(Beginning of PASSAGE PROVIDED)

📖 Documentation: https://xmldiffreport.bilouro.com/ · English
📖 Documentation: https://xmldiffreport.bilouro.com/pt/ · Português
N-way structural & semantic XML diff that produces human-readable Markdown reports — driven by per-dialect recipes.
xmldiffreport compares two or more XML files at once — BMC Control-M
exports, Maven POMs, JUnit/xUnit reports, sitemaps, or any dialect you
teach it with a small recipe — and tells you what actually changed, element by
element and attribute by attribute, not a noisy line-by-line text diff. It aligns elements by a natural key (not by
position), ignores volatile attributes, and renders a clean Markdown
report with a summary table plus per-element detail.

(End of PASSAGE PROVIDED)
(Beginning of RAW DATA)

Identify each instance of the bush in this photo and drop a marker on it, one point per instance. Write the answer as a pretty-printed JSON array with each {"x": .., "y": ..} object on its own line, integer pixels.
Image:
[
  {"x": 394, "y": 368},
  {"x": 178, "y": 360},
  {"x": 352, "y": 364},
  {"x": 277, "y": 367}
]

(End of RAW DATA)

* [EXERCISE REQUIREMENTS]
• a. Write out the wording of the xmldiffreport description exactly, starting at "xmldiffreport compares two" and ending at "plus per-element detail.".
• b. Write the next part of the xmldiffreport description, picking up after its last sentence.
The entries are separate material and have no connection to the xmldiffreport description.

* [ANSWERS FOR THIS EXERCISE]
• a.
xmldiffreport compares two or more XML files at once — BMC Control-M
exports, Maven POMs, JUnit/xUnit reports, sitemaps, or any dialect you
teach it with a small recipe — and tells you what actually changed, element by
element and attribute by attribute, not a noisy line-by-line text diff. It aligns elements by a natural key (not by
position), ignores volatile attributes, and renders a clean Markdown
report with a summary table plus per-element detail.

• b.
It was born from a real problem — spotting differences between BMC Control-M
job patches flowing through test → uat → bench → prod — and generalized into a
recipe-driven engine that works on any XML dialect (Control-M exports,
sitemaps, POMs, manifests, …).
Status: early (0.1.0), but already useful. Feedback and recipes welcome.
A plain diff (or git diff) on XML lies, for three reasons:
- Volatile attributes —
VERSION,CREATION_TIME,JOBISN… change on every export with no functional meaning. - Reordering — children are often unordered; a reorder is not a change.
- Attribute order inside a tag is irrelevant.
Text/edit-script diffs (like the excellent xmldiff)
solve part of this but are 2-way, algorithm-matched (you can't say "match
<JOB> by JOBNAME"), and output an edit script rather than a review-friendly report.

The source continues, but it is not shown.